_Texto de la página_
═══
Con unas tasas de infección que se disparan en todo el mundo y con muchos países que siguen sin poder acceder a un suministro adecuado de vacunas, seguirán apareciendo más variantes de SARS-CoV-2 preocupantes. Y, como ha ilustrado Omicron, la capacidad de predecir el curso que tomarán esas variantes se hace más difícil, ya que las complejidades de la evolución viral y la inmunidad preexistente complican los modelos que se han utilizado anteriormente para anticipar el curso de la pandemia. Ahora los modelizadores tienen que tener en cuenta los efectos de las vacunas, las infecciones previas, la disminución de la inmunidad a lo largo del tiempo, las vacunas de refuerzo y las variantes víricas, y, a medida que avance el año, también tendrán que considerar el impacto de los nuevos tratamientos antivirales.
Pero lo que está claro es que la esperanza de que las vacunas y la infección previa pudieran generar una inmunidad de rebaño frente al COVID-19 -una posibilidad poco probable desde el principio- prácticamente ha desaparecido. La opinión generalizada es que el SARS-CoV-2 se convertirá en endémico en lugar de extinguirse, y que las vacunas proporcionarán protección contra la enfermedad grave y la muerte, pero no erradicarán el virus.
═══
[Datos de localización de objetos mediante lenguaje natural]

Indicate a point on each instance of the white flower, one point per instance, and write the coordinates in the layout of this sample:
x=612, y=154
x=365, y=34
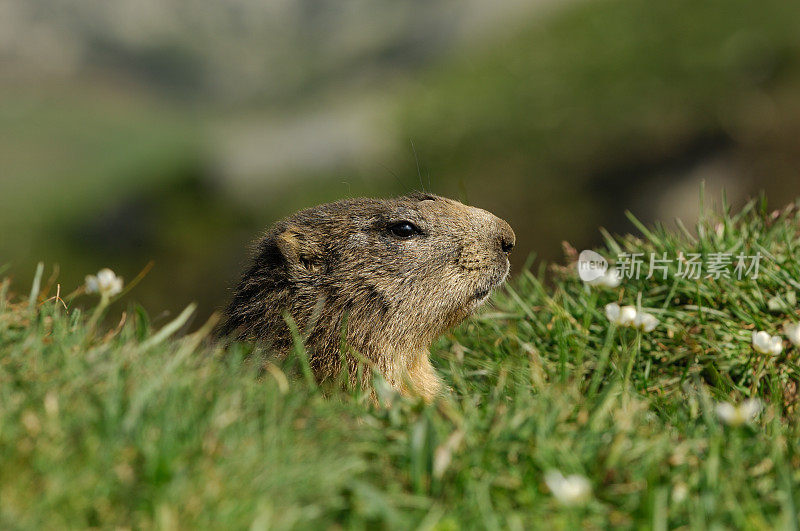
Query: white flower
x=738, y=415
x=645, y=322
x=792, y=331
x=767, y=344
x=609, y=279
x=571, y=490
x=620, y=316
x=106, y=283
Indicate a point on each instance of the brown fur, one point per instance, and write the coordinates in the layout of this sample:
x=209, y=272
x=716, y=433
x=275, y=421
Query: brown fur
x=339, y=272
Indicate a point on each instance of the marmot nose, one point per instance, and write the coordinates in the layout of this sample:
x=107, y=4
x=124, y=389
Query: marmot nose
x=507, y=237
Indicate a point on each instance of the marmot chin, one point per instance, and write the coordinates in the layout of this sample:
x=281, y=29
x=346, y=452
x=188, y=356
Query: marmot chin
x=384, y=276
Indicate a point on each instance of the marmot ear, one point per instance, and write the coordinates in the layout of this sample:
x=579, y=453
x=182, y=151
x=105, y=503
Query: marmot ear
x=299, y=250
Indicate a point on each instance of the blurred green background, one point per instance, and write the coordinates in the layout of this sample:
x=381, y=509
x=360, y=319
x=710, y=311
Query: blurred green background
x=177, y=131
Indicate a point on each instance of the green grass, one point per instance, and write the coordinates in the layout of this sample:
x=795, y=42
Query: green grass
x=141, y=426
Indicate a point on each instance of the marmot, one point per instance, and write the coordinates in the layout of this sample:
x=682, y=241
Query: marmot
═══
_Actividad_
Reescribe el texto sobre el SARS-CoV-2 desde "Con unas tasas" hasta "nuevos tratamientos antivirales." y cambia "modelizadores" por "investigadores". Los datos no tienen relación con el texto sobre el SARS-CoV-2.

_Respuesta_
Con unas tasas de infección que se disparan en todo el mundo y con muchos países que siguen sin poder acceder a un suministro adecuado de vacunas, seguirán apareciendo más variantes de SARS-CoV-2 preocupantes. Y, como ha ilustrado Omicron, la capacidad de predecir el curso que tomarán esas variantes se hace más difícil, ya que las complejidades de la evolución viral y la inmunidad preexistente complican los modelos que se han utilizado anteriormente para anticipar el curso de la pandemia. Ahora los investigadores tienen que tener en cuenta los efectos de las vacunas, las infecciones previas, la disminución de la inmunidad a lo largo del tiempo, las vacunas de refuerzo y las variantes víricas, y, a medida que avance el año, también tendrán que considerar el impacto de los nuevos tratamientos antivirales.